=== Listing ===

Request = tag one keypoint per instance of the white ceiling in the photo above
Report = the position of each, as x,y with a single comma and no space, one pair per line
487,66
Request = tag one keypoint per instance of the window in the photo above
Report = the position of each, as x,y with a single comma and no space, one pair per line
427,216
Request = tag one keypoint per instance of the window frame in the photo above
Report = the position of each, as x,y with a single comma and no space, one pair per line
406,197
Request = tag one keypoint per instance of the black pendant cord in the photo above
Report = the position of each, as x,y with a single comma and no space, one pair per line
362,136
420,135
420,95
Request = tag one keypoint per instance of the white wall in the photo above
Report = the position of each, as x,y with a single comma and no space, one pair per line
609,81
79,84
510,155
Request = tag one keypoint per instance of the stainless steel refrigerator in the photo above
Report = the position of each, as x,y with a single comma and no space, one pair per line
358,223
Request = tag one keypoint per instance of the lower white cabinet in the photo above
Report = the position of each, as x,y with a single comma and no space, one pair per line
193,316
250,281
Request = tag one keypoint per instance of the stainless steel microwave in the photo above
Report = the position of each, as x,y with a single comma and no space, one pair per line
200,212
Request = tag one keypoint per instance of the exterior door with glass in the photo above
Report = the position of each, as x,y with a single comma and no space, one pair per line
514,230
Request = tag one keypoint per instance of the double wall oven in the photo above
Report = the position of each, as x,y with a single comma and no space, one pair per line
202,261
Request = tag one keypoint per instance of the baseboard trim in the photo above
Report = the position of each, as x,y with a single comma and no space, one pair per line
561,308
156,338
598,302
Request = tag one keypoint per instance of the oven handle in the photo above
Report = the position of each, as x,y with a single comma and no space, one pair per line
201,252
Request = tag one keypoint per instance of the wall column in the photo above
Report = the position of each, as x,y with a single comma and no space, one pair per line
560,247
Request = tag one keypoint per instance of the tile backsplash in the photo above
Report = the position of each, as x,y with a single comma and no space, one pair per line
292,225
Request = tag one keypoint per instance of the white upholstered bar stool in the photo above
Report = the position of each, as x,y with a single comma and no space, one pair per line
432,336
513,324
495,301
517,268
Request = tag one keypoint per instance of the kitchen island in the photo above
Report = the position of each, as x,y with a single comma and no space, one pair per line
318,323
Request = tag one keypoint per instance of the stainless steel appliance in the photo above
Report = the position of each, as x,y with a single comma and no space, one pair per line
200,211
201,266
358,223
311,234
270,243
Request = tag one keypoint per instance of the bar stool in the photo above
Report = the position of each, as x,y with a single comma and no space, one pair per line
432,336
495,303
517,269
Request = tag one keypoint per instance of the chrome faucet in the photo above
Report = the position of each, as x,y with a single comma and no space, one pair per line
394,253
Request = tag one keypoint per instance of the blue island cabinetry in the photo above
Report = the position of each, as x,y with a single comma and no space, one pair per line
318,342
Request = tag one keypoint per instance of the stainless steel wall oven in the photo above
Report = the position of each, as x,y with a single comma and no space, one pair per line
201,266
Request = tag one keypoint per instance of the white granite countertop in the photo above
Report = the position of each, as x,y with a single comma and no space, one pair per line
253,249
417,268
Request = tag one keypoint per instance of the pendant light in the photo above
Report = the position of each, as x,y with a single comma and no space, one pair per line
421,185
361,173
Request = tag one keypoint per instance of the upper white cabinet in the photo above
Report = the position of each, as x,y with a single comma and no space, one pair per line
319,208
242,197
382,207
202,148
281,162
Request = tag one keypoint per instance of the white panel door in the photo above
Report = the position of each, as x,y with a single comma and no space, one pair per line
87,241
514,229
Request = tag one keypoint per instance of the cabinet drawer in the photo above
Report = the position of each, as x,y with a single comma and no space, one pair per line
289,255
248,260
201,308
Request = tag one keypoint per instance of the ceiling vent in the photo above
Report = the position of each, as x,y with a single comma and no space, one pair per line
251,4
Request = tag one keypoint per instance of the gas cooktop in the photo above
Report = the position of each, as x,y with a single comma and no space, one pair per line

===

Given request -> Repeat every record, keeping each word and mark exactly as it is.

Solution to this problem ->
Request = tag one keypoint per instance of the white ceiling in the photo above
Report = the position of each, as x,y with a single comma and no space, one pair per line
487,66
Request = tag one keypoint per instance of the window in the photo above
Report = the position of each, as x,y with a single comma and no space, one pair per line
427,216
Request = tag one keypoint per instance of the window frame in the photo above
Report = the position of each, as x,y with a single comma and no space, one pair per line
406,197
Request = tag one keypoint per instance of the black pendant cord in the photo above
Report = the position of each, as x,y with a single comma and no space, one pair per line
362,136
420,135
420,95
Request = tag one keypoint per instance of the white wall in the photo above
Report = the position of each, as x,y with a single comma and no space, one pair per line
609,81
79,84
510,155
Request = tag one keypoint per instance of the stainless steel refrigerator in the photo above
Report = the position of each, as x,y with a single comma and no space, one pair per line
358,223
Request = tag one keypoint per instance of the lower white cabinet in the photo above
Report = the position of each, as x,y with a single comma and no space, one pair per line
193,316
250,281
Request = tag one keypoint per instance of the stainless steel microwave in the photo above
Report = the position of each, as x,y with a single comma and no space, one pair per line
200,212
Request = tag one keypoint per instance of the exterior door with glass in the photo above
Report = the position of each, as x,y with a single comma and no space, one pair per line
514,230
Request = tag one keypoint per instance of the double wall oven in the photo above
Report = the position of each, as x,y with a single comma and no space, one pair per line
202,261
Request = tag one keypoint per instance of the baseboard trim in the photo above
Report = the position of each, as x,y with a single comma and no space, one pair per line
561,308
156,338
598,302
Request = tag one keypoint per instance of the oven handle in the photo above
Report = the position of each, as x,y with a single comma and no space, one pair per line
201,252
Request = tag one keypoint per instance of the wall column in the photo above
Report = the position of each, as x,y with a single comma and no space, one pair per line
560,247
Request = tag one keypoint per instance of the tile backsplash in the photo above
Report = the position of each, as x,y with a single comma and no space, one pair per line
292,225
Request = tag one keypoint per instance of the white upholstered bar stool in the photo above
Report = the position of each, as x,y with a single comma and no space, one pair per line
432,336
513,324
495,301
517,268
Request = tag one keypoint per instance of the kitchen island in the photo above
Report = the position of each, as x,y with a single comma and no space, one pair per line
318,323
Request = tag one keypoint per instance of the stainless steel appliance in the photo above
Report = the position of each, as x,y with a single comma and no space, one pair per line
200,211
201,266
358,223
311,234
270,243
Request = tag one keypoint per instance of the bar stool in the photo above
Report = the position of each, as x,y with a single comma and no space, one pair per line
432,336
495,303
517,269
Request = tag one keypoint per instance of the chrome faucet in the photo above
Report = the position of each, as x,y with a single comma and no space, one pair per line
394,253
Request = tag one keypoint per instance of the blue island cabinetry in the photo above
Report = the position of each, as x,y with a single comma and no space, one pair per line
318,342
Request = tag one keypoint per instance of the stainless steel wall oven in the photo above
Report = the position of each, as x,y with a single comma and no space, one pair per line
201,266
Request = tag one keypoint per instance of the white granite countertop in the photo above
Report = the position of each, as x,y with a single comma and no space, one pair per line
253,249
417,268
Request = tag one keypoint per instance of the pendant light in the photo above
Report = the position of each, as x,y with a single comma and no space, one pair per line
421,185
361,173
Request = tag one keypoint per instance of the upper white cabinet in the photo above
Report = the position of each, as x,y with a single comma and no space, one pair per line
319,208
242,197
382,207
202,148
281,162
Request = tag one keypoint per instance of the white panel door in the photo above
Report = the position of each, as x,y with a single comma and no space, one pair per line
87,241
514,229
Request = tag one keypoint per instance of the cabinet drawer in the photo above
Report = the position of each, as x,y with a single comma and no space, one pair per line
289,255
248,260
201,308
Request = tag one keypoint per instance of the ceiling vent in the photo above
Report = the position of each, as x,y with a single comma and no space, one pair per line
251,4
Request = tag one keypoint per instance of the gas cooktop in the photo above
Report = the position of each, as x,y with a single comma and no space, one pair per line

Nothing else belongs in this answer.